**What you should do**
Could you reproduce the lines below from the one with "Target: blue jeans" through the one with "Every instance of the jeans"? Keep both ends and add nothing.

**Input for this task**
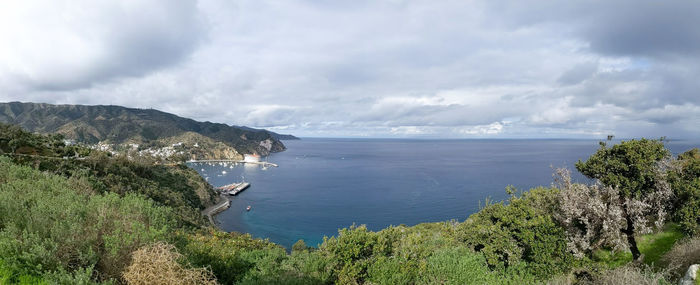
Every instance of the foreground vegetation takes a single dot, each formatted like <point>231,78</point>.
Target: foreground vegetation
<point>105,219</point>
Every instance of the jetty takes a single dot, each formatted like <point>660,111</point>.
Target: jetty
<point>263,163</point>
<point>222,204</point>
<point>234,188</point>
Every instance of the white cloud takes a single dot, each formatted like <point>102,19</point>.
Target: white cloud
<point>368,68</point>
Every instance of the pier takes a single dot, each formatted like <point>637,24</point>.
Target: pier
<point>263,163</point>
<point>222,205</point>
<point>234,188</point>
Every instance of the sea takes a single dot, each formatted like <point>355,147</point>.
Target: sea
<point>322,185</point>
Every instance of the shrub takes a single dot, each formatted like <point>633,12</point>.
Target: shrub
<point>685,182</point>
<point>521,231</point>
<point>682,255</point>
<point>159,264</point>
<point>46,226</point>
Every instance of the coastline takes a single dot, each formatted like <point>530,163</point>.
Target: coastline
<point>221,205</point>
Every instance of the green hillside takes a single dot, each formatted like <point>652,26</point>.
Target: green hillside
<point>118,125</point>
<point>97,218</point>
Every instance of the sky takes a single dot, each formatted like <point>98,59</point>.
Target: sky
<point>369,68</point>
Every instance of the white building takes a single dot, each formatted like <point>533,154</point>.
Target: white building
<point>251,158</point>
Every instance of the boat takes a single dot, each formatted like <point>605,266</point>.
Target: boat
<point>251,158</point>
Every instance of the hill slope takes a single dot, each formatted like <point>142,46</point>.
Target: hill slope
<point>117,125</point>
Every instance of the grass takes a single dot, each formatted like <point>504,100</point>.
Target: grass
<point>652,246</point>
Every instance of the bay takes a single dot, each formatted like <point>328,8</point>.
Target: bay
<point>322,185</point>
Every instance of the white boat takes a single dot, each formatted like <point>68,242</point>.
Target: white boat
<point>251,158</point>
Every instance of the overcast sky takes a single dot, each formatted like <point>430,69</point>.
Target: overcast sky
<point>395,68</point>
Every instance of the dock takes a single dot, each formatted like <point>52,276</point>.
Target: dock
<point>234,188</point>
<point>222,205</point>
<point>263,163</point>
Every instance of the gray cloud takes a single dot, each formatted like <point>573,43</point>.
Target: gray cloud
<point>374,68</point>
<point>67,45</point>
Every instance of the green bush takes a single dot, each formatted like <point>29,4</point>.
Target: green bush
<point>47,226</point>
<point>685,182</point>
<point>521,231</point>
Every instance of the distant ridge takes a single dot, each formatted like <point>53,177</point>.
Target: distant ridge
<point>118,125</point>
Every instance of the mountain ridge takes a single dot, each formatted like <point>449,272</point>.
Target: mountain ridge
<point>119,125</point>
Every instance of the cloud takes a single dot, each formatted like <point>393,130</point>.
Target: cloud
<point>409,68</point>
<point>75,44</point>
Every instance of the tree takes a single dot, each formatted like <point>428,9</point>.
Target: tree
<point>633,169</point>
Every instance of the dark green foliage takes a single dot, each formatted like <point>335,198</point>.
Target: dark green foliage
<point>238,258</point>
<point>629,166</point>
<point>685,182</point>
<point>47,226</point>
<point>521,231</point>
<point>115,124</point>
<point>175,186</point>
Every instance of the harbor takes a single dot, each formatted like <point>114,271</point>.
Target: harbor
<point>233,189</point>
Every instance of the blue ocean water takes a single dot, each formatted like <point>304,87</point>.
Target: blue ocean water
<point>322,185</point>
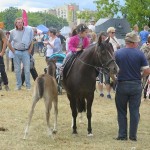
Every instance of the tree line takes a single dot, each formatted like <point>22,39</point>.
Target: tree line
<point>135,11</point>
<point>9,15</point>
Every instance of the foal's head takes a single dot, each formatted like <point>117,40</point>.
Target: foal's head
<point>106,55</point>
<point>51,69</point>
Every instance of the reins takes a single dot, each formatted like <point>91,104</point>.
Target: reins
<point>104,66</point>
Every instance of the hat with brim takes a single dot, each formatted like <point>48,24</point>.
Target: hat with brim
<point>111,29</point>
<point>132,37</point>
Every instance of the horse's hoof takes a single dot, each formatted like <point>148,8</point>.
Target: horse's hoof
<point>74,132</point>
<point>54,131</point>
<point>90,135</point>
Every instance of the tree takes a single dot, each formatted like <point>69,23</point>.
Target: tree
<point>107,8</point>
<point>9,15</point>
<point>137,12</point>
<point>87,15</point>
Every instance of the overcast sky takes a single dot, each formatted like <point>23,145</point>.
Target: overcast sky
<point>34,5</point>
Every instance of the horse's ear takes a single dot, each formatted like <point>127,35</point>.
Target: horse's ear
<point>55,60</point>
<point>107,40</point>
<point>99,40</point>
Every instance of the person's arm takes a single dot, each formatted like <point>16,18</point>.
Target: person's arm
<point>10,47</point>
<point>146,72</point>
<point>10,43</point>
<point>57,45</point>
<point>4,41</point>
<point>72,43</point>
<point>30,47</point>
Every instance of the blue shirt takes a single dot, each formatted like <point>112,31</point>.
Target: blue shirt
<point>130,62</point>
<point>144,36</point>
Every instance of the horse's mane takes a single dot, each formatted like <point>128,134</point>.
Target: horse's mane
<point>90,49</point>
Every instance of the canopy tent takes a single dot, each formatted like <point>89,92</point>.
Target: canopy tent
<point>65,30</point>
<point>122,27</point>
<point>42,28</point>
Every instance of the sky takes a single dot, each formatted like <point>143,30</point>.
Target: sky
<point>37,5</point>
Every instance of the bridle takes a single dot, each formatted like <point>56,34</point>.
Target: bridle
<point>102,66</point>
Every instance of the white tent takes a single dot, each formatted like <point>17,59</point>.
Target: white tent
<point>65,30</point>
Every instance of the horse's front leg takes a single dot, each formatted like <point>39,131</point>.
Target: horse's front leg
<point>74,113</point>
<point>89,113</point>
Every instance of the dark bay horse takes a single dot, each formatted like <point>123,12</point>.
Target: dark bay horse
<point>46,87</point>
<point>81,81</point>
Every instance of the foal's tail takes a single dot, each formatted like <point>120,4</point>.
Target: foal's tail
<point>40,86</point>
<point>81,105</point>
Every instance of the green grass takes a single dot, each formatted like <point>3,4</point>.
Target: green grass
<point>15,106</point>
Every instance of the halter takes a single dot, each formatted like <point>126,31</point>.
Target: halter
<point>104,66</point>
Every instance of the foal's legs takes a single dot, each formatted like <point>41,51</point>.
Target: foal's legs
<point>35,100</point>
<point>74,112</point>
<point>55,113</point>
<point>89,114</point>
<point>48,106</point>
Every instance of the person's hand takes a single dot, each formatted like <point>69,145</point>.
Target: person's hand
<point>1,54</point>
<point>78,49</point>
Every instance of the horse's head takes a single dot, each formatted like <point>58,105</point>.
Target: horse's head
<point>106,56</point>
<point>51,70</point>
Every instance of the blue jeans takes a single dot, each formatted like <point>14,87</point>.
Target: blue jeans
<point>128,93</point>
<point>24,58</point>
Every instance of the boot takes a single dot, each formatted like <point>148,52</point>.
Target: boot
<point>7,88</point>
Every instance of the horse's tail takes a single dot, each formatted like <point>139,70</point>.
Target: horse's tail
<point>40,86</point>
<point>81,105</point>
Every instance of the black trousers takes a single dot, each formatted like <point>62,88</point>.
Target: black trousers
<point>33,73</point>
<point>3,72</point>
<point>12,64</point>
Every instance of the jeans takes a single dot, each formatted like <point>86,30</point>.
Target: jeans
<point>128,93</point>
<point>3,72</point>
<point>33,73</point>
<point>24,58</point>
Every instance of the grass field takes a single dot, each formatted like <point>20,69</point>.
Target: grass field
<point>15,106</point>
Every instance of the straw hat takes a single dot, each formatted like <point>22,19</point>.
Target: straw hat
<point>111,29</point>
<point>132,37</point>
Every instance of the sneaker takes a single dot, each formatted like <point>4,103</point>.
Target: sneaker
<point>109,96</point>
<point>28,89</point>
<point>101,95</point>
<point>7,88</point>
<point>17,88</point>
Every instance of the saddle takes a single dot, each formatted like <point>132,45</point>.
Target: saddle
<point>69,63</point>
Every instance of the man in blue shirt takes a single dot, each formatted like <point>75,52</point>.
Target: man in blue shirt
<point>144,35</point>
<point>131,62</point>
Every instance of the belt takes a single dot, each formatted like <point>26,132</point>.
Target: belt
<point>21,50</point>
<point>139,81</point>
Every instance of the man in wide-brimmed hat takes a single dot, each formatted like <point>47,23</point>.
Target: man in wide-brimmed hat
<point>130,61</point>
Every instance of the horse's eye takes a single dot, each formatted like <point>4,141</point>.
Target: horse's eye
<point>103,51</point>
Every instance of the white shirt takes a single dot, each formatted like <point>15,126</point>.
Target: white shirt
<point>114,43</point>
<point>49,50</point>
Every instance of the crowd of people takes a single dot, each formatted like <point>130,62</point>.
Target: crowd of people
<point>134,57</point>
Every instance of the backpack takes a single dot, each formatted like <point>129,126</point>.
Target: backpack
<point>32,61</point>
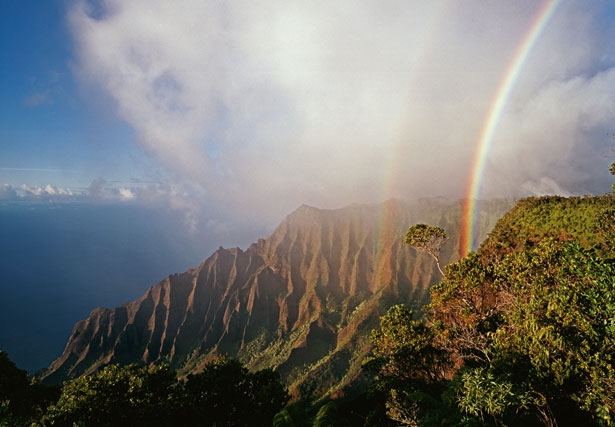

**Exercise result**
Target: blue jeans
<point>128,93</point>
<point>24,58</point>
Every instance of the boot takes a single dot, each formatted like <point>148,52</point>.
Target: boot
<point>7,88</point>
Every instance of the horse's tail takes a single dot, each formatted like <point>139,70</point>.
Target: horse's tail
<point>40,86</point>
<point>81,105</point>
Every instance of the black trousers takes a single dot, each formatted like <point>62,88</point>.
Target: black trousers
<point>33,73</point>
<point>3,72</point>
<point>12,64</point>
Every instance of the jeans takes a single dot, each formatted like <point>86,30</point>.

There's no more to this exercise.